- _Entries shown_
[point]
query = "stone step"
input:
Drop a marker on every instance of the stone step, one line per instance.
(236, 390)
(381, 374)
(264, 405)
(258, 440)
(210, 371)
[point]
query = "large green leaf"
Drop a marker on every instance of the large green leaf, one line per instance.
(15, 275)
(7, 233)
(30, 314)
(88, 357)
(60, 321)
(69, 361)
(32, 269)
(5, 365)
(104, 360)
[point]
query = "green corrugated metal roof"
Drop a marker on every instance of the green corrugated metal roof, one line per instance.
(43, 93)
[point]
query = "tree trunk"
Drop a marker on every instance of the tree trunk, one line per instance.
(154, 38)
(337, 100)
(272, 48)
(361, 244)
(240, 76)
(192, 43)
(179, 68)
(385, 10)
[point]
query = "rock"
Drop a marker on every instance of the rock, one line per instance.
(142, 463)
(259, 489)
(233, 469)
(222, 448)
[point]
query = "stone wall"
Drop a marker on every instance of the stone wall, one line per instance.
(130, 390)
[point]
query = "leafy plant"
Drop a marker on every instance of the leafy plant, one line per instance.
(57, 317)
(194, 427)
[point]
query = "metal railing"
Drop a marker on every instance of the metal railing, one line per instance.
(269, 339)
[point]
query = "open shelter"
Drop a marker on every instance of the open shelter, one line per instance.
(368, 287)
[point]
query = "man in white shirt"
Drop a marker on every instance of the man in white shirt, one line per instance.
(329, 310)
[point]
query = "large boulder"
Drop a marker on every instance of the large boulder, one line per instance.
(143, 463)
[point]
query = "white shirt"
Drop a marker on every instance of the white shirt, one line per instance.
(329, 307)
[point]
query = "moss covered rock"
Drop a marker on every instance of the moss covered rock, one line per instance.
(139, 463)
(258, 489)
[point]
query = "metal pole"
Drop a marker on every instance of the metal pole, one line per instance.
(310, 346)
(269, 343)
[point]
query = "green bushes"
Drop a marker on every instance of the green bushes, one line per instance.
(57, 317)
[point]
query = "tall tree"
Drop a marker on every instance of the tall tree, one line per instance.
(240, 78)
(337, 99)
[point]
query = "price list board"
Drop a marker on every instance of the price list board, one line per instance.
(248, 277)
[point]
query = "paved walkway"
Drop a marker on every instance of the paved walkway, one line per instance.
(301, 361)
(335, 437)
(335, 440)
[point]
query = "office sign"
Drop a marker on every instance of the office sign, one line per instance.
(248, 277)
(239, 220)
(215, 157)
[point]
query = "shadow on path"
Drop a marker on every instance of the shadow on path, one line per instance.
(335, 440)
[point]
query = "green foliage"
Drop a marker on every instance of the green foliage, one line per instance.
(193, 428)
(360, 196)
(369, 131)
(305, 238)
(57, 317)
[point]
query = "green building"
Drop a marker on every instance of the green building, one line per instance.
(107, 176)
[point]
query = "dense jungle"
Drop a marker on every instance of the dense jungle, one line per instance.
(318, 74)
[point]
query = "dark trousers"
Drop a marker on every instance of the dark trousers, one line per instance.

- _The task_
Repeat the entries exactly, all of them.

- _Reply_
[point]
query = "stone step"
input:
Drop a marker on every instance of the stone step, one line per instance.
(236, 390)
(381, 374)
(264, 405)
(258, 440)
(210, 371)
[point]
query = "large green leaf"
Drop a marker on every instance of the large green leaf, one line per instance.
(15, 275)
(7, 233)
(30, 314)
(88, 357)
(60, 321)
(69, 361)
(32, 269)
(5, 365)
(104, 360)
[point]
query = "green corrugated metal roof"
Drop a marker on every instance of the green corrugated metal roof, one line per instance.
(43, 93)
[point]
query = "tree trunk"
Drop a marker on every instance of the tree trunk, one line per instance.
(154, 38)
(337, 100)
(272, 48)
(361, 244)
(240, 76)
(192, 43)
(179, 68)
(385, 10)
[point]
query = "rock"
Drop a marker on every instance of the rock, one line per instance.
(142, 463)
(259, 489)
(233, 469)
(222, 448)
[point]
query = "stone wall"
Drop a marker on every instance of the stone wall, one line per instance.
(130, 390)
[point]
query = "leafy plant"
Drop a marker on every instance of the leafy plant, one line per instance.
(57, 317)
(194, 427)
[point]
query = "metal railing"
Drop a marker on every instance of the metal railing, one line per instance.
(269, 339)
[point]
query = "open shelter"
Drop a marker on every instance of the open shelter, one line per instance.
(368, 287)
[point]
query = "man in white shirt"
Drop a marker on every instance of the man in white shirt, one line per instance.
(329, 310)
[point]
query = "large boulder"
Drop a marker on every instance of the large boulder, one line per instance.
(143, 463)
[point]
query = "white shirt"
Drop a marker on every instance of the white shirt, one line per instance.
(329, 307)
[point]
query = "moss covered rock"
Drop a marker on every instance of the moss covered rock, one line per instance.
(139, 463)
(258, 489)
[point]
query = "metal pole"
Drop a marker on every instance of the metal pole, one line per instance.
(310, 346)
(269, 343)
[point]
query = "green bushes"
Drop a marker on every instance of the green bushes, one line per instance.
(57, 317)
[point]
query = "tall tree"
Drop a marker on every instance of the tall tree, one line per instance.
(240, 78)
(337, 99)
[point]
query = "price list board"
Drop a marker on every instance of the price list board, one line per instance.
(248, 277)
[point]
query = "paved walkway"
Drop a marker on every instance of the paved walkway, one line per instance.
(301, 361)
(335, 437)
(335, 440)
[point]
query = "office sign"
Drop a marker on every instance of the office sign, one line per instance.
(248, 277)
(239, 220)
(215, 157)
[point]
query = "shadow on path"
Drop a marker on every instance of the shadow on path, one line per instance.
(335, 440)
[point]
query = "green foliage"
Drop a marker on every instance of the green foliage, one line per instance.
(193, 428)
(360, 196)
(369, 131)
(305, 238)
(57, 317)
[point]
query = "green building"
Drop a marker on every instance of the green building, one line per instance.
(107, 176)
[point]
query = "dense jungle"
Drop a marker on every instance of the dense jungle, one line per instance.
(318, 74)
[point]
query = "dark trousers"
Drop a marker on every instance of the dark trousers, one line per instance.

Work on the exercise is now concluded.